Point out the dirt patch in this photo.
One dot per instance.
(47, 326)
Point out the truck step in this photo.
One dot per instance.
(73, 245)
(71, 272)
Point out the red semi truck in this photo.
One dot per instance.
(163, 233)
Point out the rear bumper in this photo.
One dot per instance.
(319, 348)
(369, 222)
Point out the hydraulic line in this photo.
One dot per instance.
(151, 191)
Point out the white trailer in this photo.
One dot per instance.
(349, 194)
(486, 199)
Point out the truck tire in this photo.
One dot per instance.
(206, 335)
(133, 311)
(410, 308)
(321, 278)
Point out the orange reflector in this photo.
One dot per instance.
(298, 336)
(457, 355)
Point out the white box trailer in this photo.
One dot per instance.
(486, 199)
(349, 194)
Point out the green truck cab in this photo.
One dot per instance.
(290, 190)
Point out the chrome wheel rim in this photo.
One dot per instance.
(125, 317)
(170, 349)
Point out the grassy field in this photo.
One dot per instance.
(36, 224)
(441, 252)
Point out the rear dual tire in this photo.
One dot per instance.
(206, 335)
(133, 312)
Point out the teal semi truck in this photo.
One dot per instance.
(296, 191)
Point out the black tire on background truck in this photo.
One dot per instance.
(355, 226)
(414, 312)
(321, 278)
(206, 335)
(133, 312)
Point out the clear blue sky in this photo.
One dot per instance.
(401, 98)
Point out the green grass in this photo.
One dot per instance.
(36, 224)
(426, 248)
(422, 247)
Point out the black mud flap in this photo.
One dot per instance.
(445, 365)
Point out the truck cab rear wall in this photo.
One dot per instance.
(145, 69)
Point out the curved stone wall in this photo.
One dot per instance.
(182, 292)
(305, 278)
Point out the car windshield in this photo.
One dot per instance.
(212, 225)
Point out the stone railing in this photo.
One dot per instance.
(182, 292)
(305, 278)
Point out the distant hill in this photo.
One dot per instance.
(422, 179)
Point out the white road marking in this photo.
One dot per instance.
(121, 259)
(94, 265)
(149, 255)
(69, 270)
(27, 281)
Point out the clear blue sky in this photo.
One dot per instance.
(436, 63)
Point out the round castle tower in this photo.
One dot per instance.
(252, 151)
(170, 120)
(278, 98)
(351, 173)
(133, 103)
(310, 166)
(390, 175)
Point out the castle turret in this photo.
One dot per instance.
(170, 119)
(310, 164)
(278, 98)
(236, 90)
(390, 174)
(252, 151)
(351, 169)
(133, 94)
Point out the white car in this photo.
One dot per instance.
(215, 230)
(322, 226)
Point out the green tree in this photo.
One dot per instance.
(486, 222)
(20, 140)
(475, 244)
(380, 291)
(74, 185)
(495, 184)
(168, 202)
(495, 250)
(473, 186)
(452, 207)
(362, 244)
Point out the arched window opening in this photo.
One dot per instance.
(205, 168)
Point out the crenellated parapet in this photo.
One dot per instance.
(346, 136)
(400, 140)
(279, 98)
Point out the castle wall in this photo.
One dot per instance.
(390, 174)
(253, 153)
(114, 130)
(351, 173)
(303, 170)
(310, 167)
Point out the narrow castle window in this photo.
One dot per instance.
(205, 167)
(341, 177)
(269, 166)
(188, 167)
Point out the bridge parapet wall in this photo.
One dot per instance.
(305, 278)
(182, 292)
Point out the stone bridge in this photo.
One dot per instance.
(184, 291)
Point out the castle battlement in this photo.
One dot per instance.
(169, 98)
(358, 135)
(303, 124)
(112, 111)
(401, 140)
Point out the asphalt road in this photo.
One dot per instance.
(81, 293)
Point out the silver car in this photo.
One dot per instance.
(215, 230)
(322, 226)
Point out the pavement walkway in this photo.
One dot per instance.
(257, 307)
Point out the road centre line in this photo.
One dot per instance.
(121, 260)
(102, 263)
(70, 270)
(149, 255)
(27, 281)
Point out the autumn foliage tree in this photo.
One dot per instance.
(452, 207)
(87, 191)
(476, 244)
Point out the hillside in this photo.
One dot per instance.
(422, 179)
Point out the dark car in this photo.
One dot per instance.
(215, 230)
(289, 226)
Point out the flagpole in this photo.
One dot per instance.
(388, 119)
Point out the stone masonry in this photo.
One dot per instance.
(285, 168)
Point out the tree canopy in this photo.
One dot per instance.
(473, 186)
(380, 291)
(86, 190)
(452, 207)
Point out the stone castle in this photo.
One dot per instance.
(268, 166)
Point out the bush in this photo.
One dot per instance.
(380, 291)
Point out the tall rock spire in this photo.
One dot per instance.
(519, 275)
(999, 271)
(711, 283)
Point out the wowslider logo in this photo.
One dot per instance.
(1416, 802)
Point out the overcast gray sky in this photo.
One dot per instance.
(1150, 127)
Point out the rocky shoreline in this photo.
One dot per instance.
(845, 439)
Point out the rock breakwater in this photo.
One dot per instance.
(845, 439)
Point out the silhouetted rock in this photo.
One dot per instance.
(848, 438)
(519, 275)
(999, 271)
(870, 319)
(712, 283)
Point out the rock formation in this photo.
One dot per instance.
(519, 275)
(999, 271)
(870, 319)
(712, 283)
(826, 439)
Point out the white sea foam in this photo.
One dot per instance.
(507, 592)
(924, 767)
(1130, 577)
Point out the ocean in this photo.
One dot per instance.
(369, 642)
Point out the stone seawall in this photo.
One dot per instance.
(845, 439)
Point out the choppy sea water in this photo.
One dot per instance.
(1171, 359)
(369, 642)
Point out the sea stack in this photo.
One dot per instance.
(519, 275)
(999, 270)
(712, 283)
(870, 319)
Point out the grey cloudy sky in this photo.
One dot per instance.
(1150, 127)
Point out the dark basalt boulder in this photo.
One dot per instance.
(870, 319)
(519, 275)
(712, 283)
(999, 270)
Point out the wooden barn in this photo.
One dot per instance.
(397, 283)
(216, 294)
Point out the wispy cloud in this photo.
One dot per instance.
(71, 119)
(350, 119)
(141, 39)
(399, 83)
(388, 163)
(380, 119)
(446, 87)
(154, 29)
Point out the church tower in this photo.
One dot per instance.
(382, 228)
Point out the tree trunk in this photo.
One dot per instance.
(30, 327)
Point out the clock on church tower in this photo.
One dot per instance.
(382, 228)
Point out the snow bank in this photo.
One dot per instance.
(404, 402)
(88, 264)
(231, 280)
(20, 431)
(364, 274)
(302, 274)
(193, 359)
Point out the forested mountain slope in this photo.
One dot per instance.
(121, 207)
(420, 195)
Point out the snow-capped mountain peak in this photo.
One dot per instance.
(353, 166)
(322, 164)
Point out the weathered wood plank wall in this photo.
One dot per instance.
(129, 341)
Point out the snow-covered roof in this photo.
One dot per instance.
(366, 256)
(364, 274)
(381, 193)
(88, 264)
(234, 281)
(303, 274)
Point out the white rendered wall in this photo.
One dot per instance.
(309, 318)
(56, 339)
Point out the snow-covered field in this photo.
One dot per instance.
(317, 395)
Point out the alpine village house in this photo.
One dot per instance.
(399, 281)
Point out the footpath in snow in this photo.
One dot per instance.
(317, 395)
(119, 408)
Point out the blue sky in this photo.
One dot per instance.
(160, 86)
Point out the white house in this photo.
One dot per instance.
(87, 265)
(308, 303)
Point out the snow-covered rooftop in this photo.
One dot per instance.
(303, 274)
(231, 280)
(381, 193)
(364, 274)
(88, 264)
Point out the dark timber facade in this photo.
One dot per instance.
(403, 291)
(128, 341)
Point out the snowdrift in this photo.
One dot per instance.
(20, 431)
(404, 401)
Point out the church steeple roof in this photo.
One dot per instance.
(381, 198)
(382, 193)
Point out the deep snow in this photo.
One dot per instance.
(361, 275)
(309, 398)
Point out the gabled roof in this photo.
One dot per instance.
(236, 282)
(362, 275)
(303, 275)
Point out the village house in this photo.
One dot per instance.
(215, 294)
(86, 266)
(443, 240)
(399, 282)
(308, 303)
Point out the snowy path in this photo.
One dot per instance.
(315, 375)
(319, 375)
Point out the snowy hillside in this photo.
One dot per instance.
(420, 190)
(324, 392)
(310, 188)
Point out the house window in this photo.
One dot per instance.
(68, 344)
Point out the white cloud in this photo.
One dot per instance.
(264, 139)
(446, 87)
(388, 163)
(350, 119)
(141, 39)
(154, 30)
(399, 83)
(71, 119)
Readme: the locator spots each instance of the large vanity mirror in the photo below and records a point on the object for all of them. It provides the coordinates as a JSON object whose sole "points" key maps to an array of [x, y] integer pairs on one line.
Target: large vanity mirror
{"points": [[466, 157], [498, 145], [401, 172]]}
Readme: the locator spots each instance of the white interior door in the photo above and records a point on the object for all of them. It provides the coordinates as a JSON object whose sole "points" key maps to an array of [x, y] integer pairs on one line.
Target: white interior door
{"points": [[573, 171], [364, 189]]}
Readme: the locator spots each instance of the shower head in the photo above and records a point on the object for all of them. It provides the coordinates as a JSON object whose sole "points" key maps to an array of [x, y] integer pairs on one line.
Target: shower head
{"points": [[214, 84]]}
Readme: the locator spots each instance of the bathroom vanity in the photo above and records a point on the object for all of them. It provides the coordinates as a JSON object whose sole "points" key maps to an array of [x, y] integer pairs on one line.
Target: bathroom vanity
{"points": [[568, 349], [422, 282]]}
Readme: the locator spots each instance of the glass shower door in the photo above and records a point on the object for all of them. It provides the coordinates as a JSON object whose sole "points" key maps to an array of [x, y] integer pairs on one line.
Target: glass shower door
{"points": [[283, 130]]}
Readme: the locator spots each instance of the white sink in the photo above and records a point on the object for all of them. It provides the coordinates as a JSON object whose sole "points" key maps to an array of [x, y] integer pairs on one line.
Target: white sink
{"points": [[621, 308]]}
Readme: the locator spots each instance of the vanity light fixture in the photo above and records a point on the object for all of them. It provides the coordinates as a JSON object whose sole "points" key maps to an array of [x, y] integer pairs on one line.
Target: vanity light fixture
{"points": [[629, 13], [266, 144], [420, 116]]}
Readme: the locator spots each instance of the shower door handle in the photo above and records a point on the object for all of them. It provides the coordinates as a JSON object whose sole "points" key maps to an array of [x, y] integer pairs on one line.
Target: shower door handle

........

### Exercise prompt
Each line in the data that holds the string "castle" must be returned.

### Task solution
Point out the round castle tower in this photo.
Point out the castle turret in this photo.
Point out the castle wall in this photo.
Point out the narrow castle window in this photo.
Point out the castle battlement in this photo.
Point out the stone castle in this photo.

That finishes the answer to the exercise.